EXERCISE OBJECTIVE.
Rewrite the rows between the line holding "Can you see the skyscraper?" and the line holding "[[195, 96]]", inclusive, keeping the request text unchanged and multiplying every coordinate in the answers by 0.75, rounded to the nearest whole number with halves rounded up. Give only those lines.
* START EXERCISE INPUTS *
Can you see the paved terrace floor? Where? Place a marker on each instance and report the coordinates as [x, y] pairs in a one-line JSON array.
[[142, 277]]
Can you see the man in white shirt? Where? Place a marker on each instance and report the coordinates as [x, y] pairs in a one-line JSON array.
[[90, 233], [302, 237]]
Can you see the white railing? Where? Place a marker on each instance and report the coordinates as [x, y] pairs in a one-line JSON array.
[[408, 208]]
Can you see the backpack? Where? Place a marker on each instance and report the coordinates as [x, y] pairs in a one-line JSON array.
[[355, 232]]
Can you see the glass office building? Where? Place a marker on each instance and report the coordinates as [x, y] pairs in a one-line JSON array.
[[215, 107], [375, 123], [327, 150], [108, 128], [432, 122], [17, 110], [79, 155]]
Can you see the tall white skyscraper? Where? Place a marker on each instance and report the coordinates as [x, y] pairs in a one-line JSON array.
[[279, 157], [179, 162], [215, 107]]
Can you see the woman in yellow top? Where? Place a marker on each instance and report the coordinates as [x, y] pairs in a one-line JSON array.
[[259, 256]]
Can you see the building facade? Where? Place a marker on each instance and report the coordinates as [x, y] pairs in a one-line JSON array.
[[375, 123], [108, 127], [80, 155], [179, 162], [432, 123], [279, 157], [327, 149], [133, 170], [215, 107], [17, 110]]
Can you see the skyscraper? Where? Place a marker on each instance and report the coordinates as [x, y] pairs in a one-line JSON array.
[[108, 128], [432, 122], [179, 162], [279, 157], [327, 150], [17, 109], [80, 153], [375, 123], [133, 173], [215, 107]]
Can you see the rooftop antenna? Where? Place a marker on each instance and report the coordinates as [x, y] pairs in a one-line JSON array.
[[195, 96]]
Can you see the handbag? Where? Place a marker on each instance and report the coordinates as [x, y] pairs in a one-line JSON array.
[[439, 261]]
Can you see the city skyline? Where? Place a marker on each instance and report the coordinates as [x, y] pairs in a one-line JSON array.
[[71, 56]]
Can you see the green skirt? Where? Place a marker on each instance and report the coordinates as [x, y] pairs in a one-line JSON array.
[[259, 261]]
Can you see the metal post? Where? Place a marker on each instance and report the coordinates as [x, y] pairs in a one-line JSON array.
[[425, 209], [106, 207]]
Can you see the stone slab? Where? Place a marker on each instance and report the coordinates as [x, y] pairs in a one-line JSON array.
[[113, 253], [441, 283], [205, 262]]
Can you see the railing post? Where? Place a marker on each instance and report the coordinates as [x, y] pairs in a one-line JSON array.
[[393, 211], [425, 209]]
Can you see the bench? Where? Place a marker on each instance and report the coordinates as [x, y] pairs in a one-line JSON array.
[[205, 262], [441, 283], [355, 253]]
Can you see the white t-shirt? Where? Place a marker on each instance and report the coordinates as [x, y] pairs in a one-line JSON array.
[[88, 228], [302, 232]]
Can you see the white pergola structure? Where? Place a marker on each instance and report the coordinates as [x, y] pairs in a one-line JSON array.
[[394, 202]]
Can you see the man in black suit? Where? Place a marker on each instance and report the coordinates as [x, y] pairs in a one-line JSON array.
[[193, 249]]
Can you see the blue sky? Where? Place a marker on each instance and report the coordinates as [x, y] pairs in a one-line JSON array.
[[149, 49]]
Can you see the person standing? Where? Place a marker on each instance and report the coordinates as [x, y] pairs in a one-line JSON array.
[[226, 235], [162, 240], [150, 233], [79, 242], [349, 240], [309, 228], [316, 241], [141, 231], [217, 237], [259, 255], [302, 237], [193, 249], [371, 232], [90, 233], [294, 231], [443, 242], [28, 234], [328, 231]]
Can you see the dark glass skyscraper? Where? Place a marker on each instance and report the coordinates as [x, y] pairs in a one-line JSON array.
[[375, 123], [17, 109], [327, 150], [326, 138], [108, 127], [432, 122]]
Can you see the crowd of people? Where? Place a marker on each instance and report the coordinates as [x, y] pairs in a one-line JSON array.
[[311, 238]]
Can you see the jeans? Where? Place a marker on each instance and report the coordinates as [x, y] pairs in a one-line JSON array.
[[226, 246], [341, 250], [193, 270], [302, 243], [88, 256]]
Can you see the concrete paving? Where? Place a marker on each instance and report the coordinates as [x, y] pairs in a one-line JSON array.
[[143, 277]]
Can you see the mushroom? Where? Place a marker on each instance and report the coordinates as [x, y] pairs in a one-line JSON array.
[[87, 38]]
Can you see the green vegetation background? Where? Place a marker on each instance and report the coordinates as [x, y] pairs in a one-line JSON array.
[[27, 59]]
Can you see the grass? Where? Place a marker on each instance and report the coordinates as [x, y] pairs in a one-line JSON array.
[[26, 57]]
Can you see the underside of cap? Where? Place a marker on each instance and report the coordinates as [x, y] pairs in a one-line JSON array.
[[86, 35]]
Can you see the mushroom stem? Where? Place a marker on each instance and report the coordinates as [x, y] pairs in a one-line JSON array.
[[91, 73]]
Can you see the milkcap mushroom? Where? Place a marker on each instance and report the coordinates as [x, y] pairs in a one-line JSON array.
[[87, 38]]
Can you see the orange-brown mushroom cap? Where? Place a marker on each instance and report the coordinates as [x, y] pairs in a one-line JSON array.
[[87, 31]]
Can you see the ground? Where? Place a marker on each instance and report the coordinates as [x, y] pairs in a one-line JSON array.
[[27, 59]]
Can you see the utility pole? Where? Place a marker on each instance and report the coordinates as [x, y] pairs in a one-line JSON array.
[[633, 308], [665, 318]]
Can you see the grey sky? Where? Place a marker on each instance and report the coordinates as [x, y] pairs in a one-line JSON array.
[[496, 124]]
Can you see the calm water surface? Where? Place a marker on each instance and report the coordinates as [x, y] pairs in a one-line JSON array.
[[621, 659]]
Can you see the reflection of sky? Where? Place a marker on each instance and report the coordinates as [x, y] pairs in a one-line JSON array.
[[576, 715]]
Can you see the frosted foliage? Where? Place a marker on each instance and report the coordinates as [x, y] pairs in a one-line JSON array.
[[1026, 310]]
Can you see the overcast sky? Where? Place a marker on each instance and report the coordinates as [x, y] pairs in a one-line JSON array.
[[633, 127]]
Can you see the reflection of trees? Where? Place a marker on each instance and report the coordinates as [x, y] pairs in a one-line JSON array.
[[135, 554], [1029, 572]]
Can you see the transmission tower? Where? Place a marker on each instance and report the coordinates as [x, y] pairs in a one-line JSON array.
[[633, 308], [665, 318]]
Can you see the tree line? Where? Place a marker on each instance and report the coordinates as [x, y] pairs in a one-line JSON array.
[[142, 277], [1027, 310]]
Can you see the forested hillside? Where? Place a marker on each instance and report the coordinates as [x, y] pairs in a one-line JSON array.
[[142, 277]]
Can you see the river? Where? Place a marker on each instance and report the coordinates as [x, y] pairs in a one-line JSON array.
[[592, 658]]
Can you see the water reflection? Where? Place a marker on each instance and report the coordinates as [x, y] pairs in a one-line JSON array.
* END EXERCISE INPUTS *
FULL ANSWER.
Can you see the skyscraper? Where? Place a marker on each instance and report the coordinates as [x, y] pairs in a one-line JSON array.
[[81, 96], [324, 92], [134, 122], [209, 118], [245, 113], [13, 82], [60, 115], [281, 92], [100, 130], [161, 80]]
Can you see the rooftop antenna? Where? Place a marker on each instance and report the coordinates as [x, y] pairs in a one-line JSON array.
[[146, 72]]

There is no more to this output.